[Exercise requirements] Reproduce the listing below in its entirety. Change nothing.

--- Begin Data ---

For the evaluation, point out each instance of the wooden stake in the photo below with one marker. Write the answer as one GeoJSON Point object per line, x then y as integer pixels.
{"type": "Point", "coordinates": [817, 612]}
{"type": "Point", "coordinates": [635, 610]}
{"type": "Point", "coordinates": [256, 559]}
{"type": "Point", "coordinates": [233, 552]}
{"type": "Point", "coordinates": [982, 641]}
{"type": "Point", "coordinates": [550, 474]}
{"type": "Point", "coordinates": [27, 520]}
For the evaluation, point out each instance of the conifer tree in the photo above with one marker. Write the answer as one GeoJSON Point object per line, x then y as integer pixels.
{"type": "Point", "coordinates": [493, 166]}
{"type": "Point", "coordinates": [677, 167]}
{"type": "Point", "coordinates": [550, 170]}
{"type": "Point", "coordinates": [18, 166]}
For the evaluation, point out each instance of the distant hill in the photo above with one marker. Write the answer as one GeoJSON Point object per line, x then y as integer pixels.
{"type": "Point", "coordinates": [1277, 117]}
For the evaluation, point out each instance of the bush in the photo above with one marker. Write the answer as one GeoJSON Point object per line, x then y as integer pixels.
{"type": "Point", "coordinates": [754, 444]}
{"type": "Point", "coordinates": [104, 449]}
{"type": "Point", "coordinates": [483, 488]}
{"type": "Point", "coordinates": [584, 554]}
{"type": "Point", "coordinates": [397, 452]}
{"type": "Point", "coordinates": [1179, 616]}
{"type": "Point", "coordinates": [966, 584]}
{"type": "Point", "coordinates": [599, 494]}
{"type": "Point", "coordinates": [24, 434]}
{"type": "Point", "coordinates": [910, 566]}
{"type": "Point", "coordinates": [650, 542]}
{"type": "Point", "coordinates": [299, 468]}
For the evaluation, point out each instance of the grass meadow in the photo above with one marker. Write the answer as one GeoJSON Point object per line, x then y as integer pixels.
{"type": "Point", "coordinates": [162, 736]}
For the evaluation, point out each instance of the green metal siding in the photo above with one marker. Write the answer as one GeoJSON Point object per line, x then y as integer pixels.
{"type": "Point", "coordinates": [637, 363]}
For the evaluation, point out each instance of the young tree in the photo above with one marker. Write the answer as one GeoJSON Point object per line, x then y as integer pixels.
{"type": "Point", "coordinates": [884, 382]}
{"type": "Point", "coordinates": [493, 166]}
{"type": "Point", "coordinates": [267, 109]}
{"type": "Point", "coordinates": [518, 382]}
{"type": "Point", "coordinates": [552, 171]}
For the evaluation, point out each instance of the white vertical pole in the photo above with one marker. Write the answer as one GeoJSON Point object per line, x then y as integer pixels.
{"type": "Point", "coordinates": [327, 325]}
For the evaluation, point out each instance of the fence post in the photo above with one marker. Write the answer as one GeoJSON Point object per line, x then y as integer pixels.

--- End Data ---

[Response]
For the evaluation, point out each instance of the wooden stake in the photo below with one marker. Write the answer as one GeoJSON Point object per line, x then y as integer pixels.
{"type": "Point", "coordinates": [817, 612]}
{"type": "Point", "coordinates": [635, 610]}
{"type": "Point", "coordinates": [256, 559]}
{"type": "Point", "coordinates": [233, 552]}
{"type": "Point", "coordinates": [982, 641]}
{"type": "Point", "coordinates": [550, 474]}
{"type": "Point", "coordinates": [27, 520]}
For the evaluation, point out each instance of the conifer tree in the photo above with one marker. Write the answer as one GeoJSON Point object per line, x then y as integer pixels.
{"type": "Point", "coordinates": [493, 166]}
{"type": "Point", "coordinates": [677, 167]}
{"type": "Point", "coordinates": [550, 170]}
{"type": "Point", "coordinates": [18, 166]}
For the evaluation, point out each instance of the distant hill in the photo above with one marker. Write the answer as one GeoJSON Point object per line, x then y as integer pixels.
{"type": "Point", "coordinates": [1277, 117]}
For the evaluation, point out each instance of the bush in the photo above with one marker. Write the answer as one GeoJSON Point object per line, x then y as integer pixels.
{"type": "Point", "coordinates": [754, 444]}
{"type": "Point", "coordinates": [104, 449]}
{"type": "Point", "coordinates": [483, 488]}
{"type": "Point", "coordinates": [584, 554]}
{"type": "Point", "coordinates": [397, 452]}
{"type": "Point", "coordinates": [1179, 616]}
{"type": "Point", "coordinates": [966, 584]}
{"type": "Point", "coordinates": [599, 494]}
{"type": "Point", "coordinates": [24, 434]}
{"type": "Point", "coordinates": [910, 566]}
{"type": "Point", "coordinates": [650, 542]}
{"type": "Point", "coordinates": [299, 468]}
For the evaluation, point out each instance of the grass meadow in the photo above with one marker. Write the answer as one GeoJSON Point object per line, x then y as integer pixels.
{"type": "Point", "coordinates": [162, 736]}
For the evaluation, point out each instance of the green metal siding in the photo above with one marker. Write the answer as one GeoJSON Point object per line, x then y as integer pixels.
{"type": "Point", "coordinates": [637, 363]}
For the evaluation, point out each instance of the young tree in the photo above with one marker. Write the answer as one GeoJSON Point object per line, x then y as integer pixels.
{"type": "Point", "coordinates": [884, 382]}
{"type": "Point", "coordinates": [493, 166]}
{"type": "Point", "coordinates": [267, 109]}
{"type": "Point", "coordinates": [518, 382]}
{"type": "Point", "coordinates": [552, 171]}
For the evaluation, point out each instance of the white vertical pole in the photo above with one marker. Write the answer as one GeoJSON Point object per line, x then y as integer pixels.
{"type": "Point", "coordinates": [327, 325]}
For the evaluation, point out each instance of the fence post in the photo above with one marker. Write the answer as one GeoJSON Point object per line, x then y as integer pixels.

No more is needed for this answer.